━━━ Texte fourni ━━━
Administrations, tribunaux, autorités de contrôle : certains organismes sont autorisés par la loi à contourner le secret bancaire et peuvent accéder à vos données bancaires. Qui sont-ils ? Et comment ce « droit de communication » imposé aux banques est-il encadré ?

Mai 2015 : dans le cadre de son projet de loi sur le dialogue social et l'emploi, le gouvernement, à l'époque dirigé par Manuel Valls, propose un amendement au vote des parlementaires. Son objet ? Autoriser les agents de Pôle Emploi chargés de la lutte contre la fraude à accéder, dans le cadre de leurs investigations, à certaines données personnelles sensibles d'allocataires. Parmi elles, leurs relevés bancaires.

Aussitôt, c'est la levée de bouclier : le gouvernement socialiste est accusé de vouloir « fliquer » les demandeurs d'emploi. L'amendement est finalement retiré. Un an plus tard, le même gouvernement fait une nouvelle tentative, cette fois dans le cadre de la loi dite « Sapin II » (1). Mêmes causes, mêmes effets : l'article concerné est supprimé avant que la polémique n'enfle à nouveau.
━━━ Extrait des données ━━━
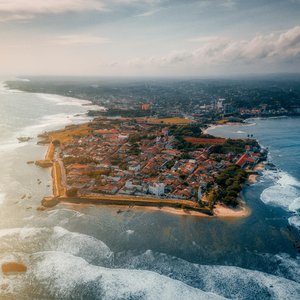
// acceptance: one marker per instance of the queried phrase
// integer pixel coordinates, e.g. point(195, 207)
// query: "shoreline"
point(175, 206)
━━━
■ **Objectif 1**:
Répondez à ces questions à partir du texte fourni :
(a) À quelle date le gouvernement propose-t-il son amendement aux parlementaires ?
(b) Quels agents cet amendement devait-il autoriser à accéder à certaines données personnelles d'allocataires ?
(c) Dans le cadre de quelle loi le gouvernement fait-il une nouvelle tentative un an plus tard ?
■ **Objectif 2**:
Selon le texte fourni, pourquoi l'article concerné de la loi « Sapin II » a-t-il été supprimé ? Répondez en une à trois phrases.

■ **Résultat 1**:
(a) En mai 2015.
(b) Les agents de Pôle Emploi chargés de la lutte contre la fraude.
(c) Dans le cadre de la loi dite « Sapin II ».

■ **Résultat 2**:
Comme l'amendement de mai 2015, la mesure exposait le gouvernement à l'accusation de vouloir « fliquer » les demandeurs d'emploi : « mêmes causes, mêmes effets ». L'article a donc été supprimé avant que la polémique n'enfle à nouveau.